* BEGIN SOURCE EXTRACT *

Low & Zero Carbon Design: Defining “Net Zero Carbon”

On the 18^th of November 2020 the UK Prime Minister, Boris Johnson, set out what he calls “a 10-point plan for a green industrial revolution” to help the Government meet its target of “Net Zero by 2050”. We thought it would be helpful to give some guidance on the true meaning or definition of “net-zero carbon”.

Sir David Attenborough has moved climate change to the forefront of public discussion encouraging governments across the globe to set ambitious goals and targets for reducing carbon emissions. In 2019 the UK became the first country in the world to sign into law a target of zero carbon emissions by the year 2050.

This briefing document has been produced to explain the approved definitions of Net Zero Carbon (NZC) buildings and provide a general roadmap of the design and construction process to follow to achieve NZC Status.

Defining Net Zero Carbon

To understand the scope of potential carbon reduction a project can achieve, it is first necessary to define what is meant by an NZC building. This note adopts the definitions provided by the UK Green Building Council (UKGBC) – a leading authority in defining the framework under which a building can be demonstrated to have achieved NZC status.

* END SOURCE EXTRACT *
* BEGIN TASK INPUTS *

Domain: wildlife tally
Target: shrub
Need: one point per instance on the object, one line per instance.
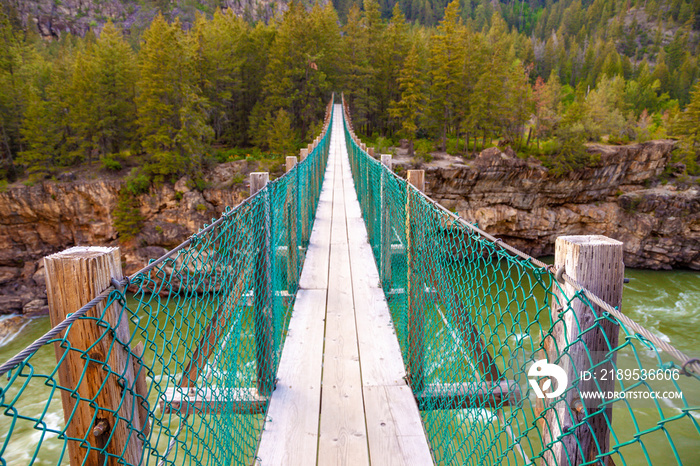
(422, 148)
(137, 182)
(110, 163)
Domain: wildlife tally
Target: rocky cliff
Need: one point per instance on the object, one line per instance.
(517, 200)
(619, 197)
(53, 18)
(39, 220)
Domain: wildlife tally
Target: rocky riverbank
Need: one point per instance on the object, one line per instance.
(514, 199)
(620, 197)
(53, 215)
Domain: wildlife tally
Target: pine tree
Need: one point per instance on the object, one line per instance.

* END TASK INPUTS *

→ DIRECTIVE 1: Reproduce the net zero carbon text word for word, in full.
→ DIRECTIVE 2: Rewrite the whole listing with "wildlife tally" changed to "field survey" and everything else kept the same, omitting the pictures.

→ EXERCISE ANSWER 1:
Low & Zero Carbon Design: Defining “Net Zero Carbon”

On the 18^th of November 2020 the UK Prime Minister, Boris Johnson, set out what he calls “a 10-point plan for a green industrial revolution” to help the Government meet its target of “Net Zero by 2050”. We thought it would be helpful to give some guidance on the true meaning or definition of “net-zero carbon”.

Sir David Attenborough has moved climate change to the forefront of public discussion encouraging governments across the globe to set ambitious goals and targets for reducing carbon emissions. In 2019 the UK became the first country in the world to sign into law a target of zero carbon emissions by the year 2050.

This briefing document has been produced to explain the approved definitions of Net Zero Carbon (NZC) buildings and provide a general roadmap of the design and construction process to follow to achieve NZC Status.

Defining Net Zero Carbon

To understand the scope of potential carbon reduction a project can achieve, it is first necessary to define what is meant by an NZC building. This note adopts the definitions provided by the UK Green Building Council (UKGBC) – a leading authority in defining the framework under which a building can be demonstrated to have achieved NZC status.

→ EXERCISE ANSWER 2:
Domain: field survey
Target: shrub
Need: one point per instance on the object, one line per instance.
(422, 148)
(137, 182)
(110, 163)
Domain: field survey
Target: rocky cliff
Need: one point per instance on the object, one line per instance.
(517, 200)
(619, 197)
(53, 18)
(39, 220)
Domain: field survey
Target: rocky riverbank
Need: one point per instance on the object, one line per instance.
(514, 199)
(620, 197)
(53, 215)
Domain: field survey
Target: pine tree
Need: one point per instance on the object, one line per instance.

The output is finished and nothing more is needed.